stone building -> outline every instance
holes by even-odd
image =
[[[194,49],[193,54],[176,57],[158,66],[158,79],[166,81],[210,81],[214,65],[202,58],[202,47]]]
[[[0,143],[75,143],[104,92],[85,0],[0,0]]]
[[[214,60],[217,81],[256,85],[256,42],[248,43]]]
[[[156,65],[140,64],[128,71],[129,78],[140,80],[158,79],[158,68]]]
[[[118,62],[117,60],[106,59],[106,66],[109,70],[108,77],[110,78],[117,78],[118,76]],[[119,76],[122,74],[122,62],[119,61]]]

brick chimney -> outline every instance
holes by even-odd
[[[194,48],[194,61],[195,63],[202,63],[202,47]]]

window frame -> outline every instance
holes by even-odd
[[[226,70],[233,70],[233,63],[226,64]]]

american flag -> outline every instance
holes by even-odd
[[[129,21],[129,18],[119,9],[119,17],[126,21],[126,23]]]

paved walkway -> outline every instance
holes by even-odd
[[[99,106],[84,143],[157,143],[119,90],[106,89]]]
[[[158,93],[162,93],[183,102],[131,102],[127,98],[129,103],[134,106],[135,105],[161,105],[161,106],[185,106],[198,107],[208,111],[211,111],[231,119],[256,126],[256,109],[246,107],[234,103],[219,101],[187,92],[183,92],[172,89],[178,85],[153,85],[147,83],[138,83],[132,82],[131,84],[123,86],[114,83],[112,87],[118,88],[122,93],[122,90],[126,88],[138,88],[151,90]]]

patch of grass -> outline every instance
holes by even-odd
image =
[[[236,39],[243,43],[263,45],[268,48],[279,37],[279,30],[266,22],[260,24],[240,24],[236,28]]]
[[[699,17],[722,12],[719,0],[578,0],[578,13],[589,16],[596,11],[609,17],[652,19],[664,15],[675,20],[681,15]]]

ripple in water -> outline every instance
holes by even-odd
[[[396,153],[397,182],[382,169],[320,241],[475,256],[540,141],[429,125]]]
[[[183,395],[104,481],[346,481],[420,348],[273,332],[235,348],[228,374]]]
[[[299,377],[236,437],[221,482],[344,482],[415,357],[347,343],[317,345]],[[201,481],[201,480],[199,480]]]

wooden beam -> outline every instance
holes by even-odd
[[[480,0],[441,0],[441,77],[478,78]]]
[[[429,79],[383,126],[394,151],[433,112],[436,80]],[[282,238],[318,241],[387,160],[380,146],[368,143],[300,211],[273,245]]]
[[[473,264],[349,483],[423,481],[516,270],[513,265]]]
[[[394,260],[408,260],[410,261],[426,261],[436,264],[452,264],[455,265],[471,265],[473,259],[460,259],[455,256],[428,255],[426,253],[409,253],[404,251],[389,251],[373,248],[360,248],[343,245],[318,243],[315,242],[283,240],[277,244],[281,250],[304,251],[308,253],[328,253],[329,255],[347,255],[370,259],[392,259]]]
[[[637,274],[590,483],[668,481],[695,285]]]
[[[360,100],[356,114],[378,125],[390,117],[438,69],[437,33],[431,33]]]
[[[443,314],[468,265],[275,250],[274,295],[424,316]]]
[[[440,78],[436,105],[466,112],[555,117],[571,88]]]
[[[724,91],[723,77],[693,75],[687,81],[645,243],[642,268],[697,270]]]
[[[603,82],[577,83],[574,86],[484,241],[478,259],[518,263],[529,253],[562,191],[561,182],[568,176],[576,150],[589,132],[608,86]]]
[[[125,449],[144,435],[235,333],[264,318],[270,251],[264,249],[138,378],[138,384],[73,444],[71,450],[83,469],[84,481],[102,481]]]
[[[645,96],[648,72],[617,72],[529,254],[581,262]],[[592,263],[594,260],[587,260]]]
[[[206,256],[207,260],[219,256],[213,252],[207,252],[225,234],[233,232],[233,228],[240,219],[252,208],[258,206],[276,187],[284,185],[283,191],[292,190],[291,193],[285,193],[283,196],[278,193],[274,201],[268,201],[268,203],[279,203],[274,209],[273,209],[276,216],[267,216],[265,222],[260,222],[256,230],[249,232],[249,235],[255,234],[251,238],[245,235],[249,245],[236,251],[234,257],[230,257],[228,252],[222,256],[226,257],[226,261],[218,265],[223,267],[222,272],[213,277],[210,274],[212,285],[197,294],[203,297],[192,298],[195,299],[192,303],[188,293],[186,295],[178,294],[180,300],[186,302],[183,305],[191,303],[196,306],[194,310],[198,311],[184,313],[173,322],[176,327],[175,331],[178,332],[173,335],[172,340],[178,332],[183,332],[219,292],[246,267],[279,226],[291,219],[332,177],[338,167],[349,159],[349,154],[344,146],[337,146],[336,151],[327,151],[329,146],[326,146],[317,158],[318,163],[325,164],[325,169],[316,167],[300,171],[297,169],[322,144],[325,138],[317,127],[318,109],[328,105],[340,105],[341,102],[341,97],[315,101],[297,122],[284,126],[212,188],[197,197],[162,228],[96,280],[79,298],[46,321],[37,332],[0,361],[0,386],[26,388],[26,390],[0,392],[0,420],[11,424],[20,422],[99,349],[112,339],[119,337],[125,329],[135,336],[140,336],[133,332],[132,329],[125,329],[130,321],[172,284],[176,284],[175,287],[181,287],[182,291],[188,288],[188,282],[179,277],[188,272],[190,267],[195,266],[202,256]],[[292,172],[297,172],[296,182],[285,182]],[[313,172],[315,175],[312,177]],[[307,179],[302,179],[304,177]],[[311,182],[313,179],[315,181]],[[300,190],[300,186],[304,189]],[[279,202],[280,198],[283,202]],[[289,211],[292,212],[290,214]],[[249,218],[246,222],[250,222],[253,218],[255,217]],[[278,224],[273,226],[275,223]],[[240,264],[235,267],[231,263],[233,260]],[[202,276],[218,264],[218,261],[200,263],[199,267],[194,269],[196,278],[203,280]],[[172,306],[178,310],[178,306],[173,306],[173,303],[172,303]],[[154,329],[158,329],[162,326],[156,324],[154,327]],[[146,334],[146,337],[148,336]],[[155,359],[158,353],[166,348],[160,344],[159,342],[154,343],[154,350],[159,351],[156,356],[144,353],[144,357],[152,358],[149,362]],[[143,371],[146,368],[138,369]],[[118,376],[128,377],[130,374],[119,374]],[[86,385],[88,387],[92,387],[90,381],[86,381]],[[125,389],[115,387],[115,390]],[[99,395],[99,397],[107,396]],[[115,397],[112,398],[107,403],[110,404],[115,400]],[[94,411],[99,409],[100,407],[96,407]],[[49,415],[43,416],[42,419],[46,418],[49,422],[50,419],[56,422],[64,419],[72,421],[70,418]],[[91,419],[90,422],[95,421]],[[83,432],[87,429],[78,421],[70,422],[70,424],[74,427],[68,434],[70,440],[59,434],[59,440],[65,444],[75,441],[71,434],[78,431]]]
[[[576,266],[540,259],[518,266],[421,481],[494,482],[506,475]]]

· · · · ·

# What the exercise asks
Locate each line in the rows above that contains the word "every" and copy those lines out in full.

# Expected answer
stone building -> outline every instance
brick chimney -> outline every instance
window frame -> outline every instance
american flag -> outline every instance
paved walkway -> outline every instance
patch of grass -> outline every instance
ripple in water -> outline every instance
wooden beam -> outline every instance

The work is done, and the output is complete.